## Tasks
1) Copy the passage of the Wilhelm Josef Oomens article word for word, from "Dutch painter" up to and including "died in 2007.".
2) Extend the Wilhelm Josef Oomens article, picking up right after its final sentence.

## Selection
/---
= Wilhelm Josef Oomens =

Dutch painter

Wilhelm Josef Oomens SJ (1918 – 2007) was a Dutch Jesuit priest and painter who was a pastor in Germany. In 1949, he entered the congregation of the Society of Jesus (Jesuits). He was the longstanding director of the centre of orientation and cultural studies in Limburg, Netherlands. From 1985 to 2005, he was a pastor in Eschweiler, Germany, and worked on his painting. His illustrated book, Worte in Bildern Erleben, was published by Verlag Dohr. He died in 2007.

==Works==
The emphasis of his art was the rendering and interpretation of biblical motifs. He painted the Christmas story (In dulci jubilo, 1991, The Adoration of the Magi) and the history of Jesus' suffering (for example Man of Sorrows, Stations of the Cross, 1994, The body of Jesus taken off the cross, 1981 and 1992, and Ecce Homo) and his resurrection and the coronation of the Eucharist (The doubting Thomas, 1993; The path to the Light, 1998).
\---
## Record extracts
/---
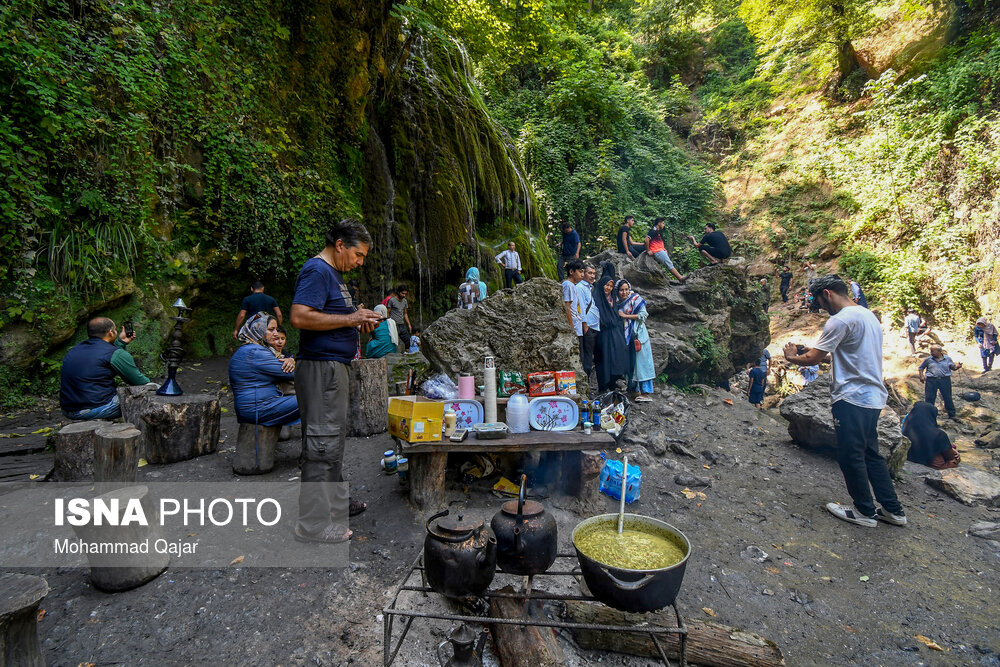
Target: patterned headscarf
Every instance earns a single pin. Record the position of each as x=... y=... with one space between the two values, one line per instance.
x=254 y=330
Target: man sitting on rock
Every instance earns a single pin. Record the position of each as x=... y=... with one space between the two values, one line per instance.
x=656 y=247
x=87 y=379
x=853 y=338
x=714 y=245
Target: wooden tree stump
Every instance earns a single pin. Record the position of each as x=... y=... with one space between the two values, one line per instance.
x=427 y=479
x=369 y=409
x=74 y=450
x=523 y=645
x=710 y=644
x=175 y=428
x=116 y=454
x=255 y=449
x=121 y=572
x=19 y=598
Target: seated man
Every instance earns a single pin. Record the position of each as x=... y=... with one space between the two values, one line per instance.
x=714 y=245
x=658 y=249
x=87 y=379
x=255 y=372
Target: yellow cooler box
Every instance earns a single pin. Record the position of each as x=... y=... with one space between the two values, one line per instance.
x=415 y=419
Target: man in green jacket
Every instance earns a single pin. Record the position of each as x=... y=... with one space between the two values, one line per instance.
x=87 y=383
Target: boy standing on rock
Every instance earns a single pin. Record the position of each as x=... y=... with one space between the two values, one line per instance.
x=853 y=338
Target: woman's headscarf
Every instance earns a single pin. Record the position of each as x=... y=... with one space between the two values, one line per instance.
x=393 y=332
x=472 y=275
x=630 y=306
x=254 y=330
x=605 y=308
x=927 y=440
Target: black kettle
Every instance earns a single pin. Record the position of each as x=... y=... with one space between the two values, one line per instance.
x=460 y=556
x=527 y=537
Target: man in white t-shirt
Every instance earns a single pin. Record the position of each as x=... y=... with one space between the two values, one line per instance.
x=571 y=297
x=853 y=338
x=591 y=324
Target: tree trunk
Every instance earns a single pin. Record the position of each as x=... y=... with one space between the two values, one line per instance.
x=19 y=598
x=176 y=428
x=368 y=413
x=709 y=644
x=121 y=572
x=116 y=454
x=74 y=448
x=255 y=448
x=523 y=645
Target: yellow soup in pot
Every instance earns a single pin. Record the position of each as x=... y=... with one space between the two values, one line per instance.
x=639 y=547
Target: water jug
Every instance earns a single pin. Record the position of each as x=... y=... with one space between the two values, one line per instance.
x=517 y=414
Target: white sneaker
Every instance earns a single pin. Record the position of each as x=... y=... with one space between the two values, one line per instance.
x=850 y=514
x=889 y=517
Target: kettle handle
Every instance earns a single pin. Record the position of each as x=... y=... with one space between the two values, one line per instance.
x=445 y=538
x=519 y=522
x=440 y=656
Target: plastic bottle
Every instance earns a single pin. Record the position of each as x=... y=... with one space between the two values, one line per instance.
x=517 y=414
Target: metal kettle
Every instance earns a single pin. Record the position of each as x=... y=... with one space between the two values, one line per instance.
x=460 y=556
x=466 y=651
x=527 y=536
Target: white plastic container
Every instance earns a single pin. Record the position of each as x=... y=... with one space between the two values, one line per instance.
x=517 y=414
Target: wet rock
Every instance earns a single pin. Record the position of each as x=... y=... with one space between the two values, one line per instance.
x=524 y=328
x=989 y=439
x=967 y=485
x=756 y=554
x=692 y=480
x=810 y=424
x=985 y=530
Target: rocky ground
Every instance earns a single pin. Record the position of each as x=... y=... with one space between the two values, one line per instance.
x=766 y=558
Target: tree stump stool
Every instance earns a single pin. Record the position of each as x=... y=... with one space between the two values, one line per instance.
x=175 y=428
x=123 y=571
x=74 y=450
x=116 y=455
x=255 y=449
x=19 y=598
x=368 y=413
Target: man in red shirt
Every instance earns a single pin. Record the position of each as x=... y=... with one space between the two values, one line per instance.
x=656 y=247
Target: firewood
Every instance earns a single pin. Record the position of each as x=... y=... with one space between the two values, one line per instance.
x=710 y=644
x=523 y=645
\---
## Results for the exercise
1)
Dutch painter

Wilhelm Josef Oomens SJ (1918 – 2007) was a Dutch Jesuit priest and painter who was a pastor in Germany. In 1949, he entered the congregation of the Society of Jesus (Jesuits). He was the longstanding director of the centre of orientation and cultural studies in Limburg, Netherlands. From 1985 to 2005, he was a pastor in Eschweiler, Germany, and worked on his painting. His illustrated book, Worte in Bildern Erleben, was published by Verlag Dohr. He died in 2007.

2)
The manner of painting shows the clear influence of such classical Dutch masters as Lucas van Leiden and Hieronymus Bosch.

He also painted mythological scenes (for example, Phaeton in 1978, and The Three Graces in 1983).

==Works==
- Wilhelm Josef Oomens: Worte in Bildern erleben. Verlag Dohr, 2000 (an anthology of selected works of W.J. Oomens, with meditative texts in English and German)
- Schriften aus der Röher Zeit Band I: Philosophisch-theologische Unterweisungen (1997 – 2000). epubli, 2023. ISBN 9783757570569
- 150 Jahre Pfarre St. Antonius Eschweiler-Röhe (published by St. Antony's Parish, Eschweiler-Röhe, 1995)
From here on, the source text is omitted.